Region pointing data

-- Opening Marker --

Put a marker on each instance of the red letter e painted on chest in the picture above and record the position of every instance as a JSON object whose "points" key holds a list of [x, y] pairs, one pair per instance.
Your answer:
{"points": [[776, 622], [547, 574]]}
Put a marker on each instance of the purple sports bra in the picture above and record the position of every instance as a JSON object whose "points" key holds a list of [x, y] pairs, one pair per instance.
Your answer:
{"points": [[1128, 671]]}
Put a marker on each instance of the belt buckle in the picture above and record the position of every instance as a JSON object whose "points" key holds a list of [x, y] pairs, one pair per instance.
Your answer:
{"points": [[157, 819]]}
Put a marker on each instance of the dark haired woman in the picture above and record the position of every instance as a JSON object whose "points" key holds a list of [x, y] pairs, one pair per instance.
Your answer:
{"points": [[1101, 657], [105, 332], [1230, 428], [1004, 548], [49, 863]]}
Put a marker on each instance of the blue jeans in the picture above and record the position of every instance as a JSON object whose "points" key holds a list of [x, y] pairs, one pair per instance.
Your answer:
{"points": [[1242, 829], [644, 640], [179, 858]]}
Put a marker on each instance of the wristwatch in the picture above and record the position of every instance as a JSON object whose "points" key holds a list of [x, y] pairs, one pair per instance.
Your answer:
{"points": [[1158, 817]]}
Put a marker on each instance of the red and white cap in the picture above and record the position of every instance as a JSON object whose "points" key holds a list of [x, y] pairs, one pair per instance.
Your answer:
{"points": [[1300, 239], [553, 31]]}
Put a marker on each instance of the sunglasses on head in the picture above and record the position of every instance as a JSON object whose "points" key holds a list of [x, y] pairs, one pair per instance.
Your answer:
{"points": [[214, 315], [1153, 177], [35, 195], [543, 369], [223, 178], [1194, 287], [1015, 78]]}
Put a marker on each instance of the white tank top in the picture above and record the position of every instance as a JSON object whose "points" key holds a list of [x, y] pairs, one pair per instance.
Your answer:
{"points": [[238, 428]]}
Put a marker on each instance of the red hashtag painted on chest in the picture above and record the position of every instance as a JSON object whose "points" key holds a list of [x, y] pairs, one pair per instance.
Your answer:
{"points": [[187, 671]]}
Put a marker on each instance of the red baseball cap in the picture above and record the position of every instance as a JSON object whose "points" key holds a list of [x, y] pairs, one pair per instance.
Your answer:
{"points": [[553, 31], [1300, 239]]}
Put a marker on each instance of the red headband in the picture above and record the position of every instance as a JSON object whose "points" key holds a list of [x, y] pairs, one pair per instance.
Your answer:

-- Closing Marker --

* How to complete this task:
Scan the lines above, and whenever one holds the string "white", copy it.

* Task result:
Put a marker on each instance of the red and white cap in the picture above and record the position of every instance as a JSON object whose "points" key holds a list of [x, y] pairs, one pair per instance.
Put a marker on each instance of the white tank top in the picture above and record the position of every instance as a JSON object whose "points" key holds a list of [x, y] pairs, one pair per instance.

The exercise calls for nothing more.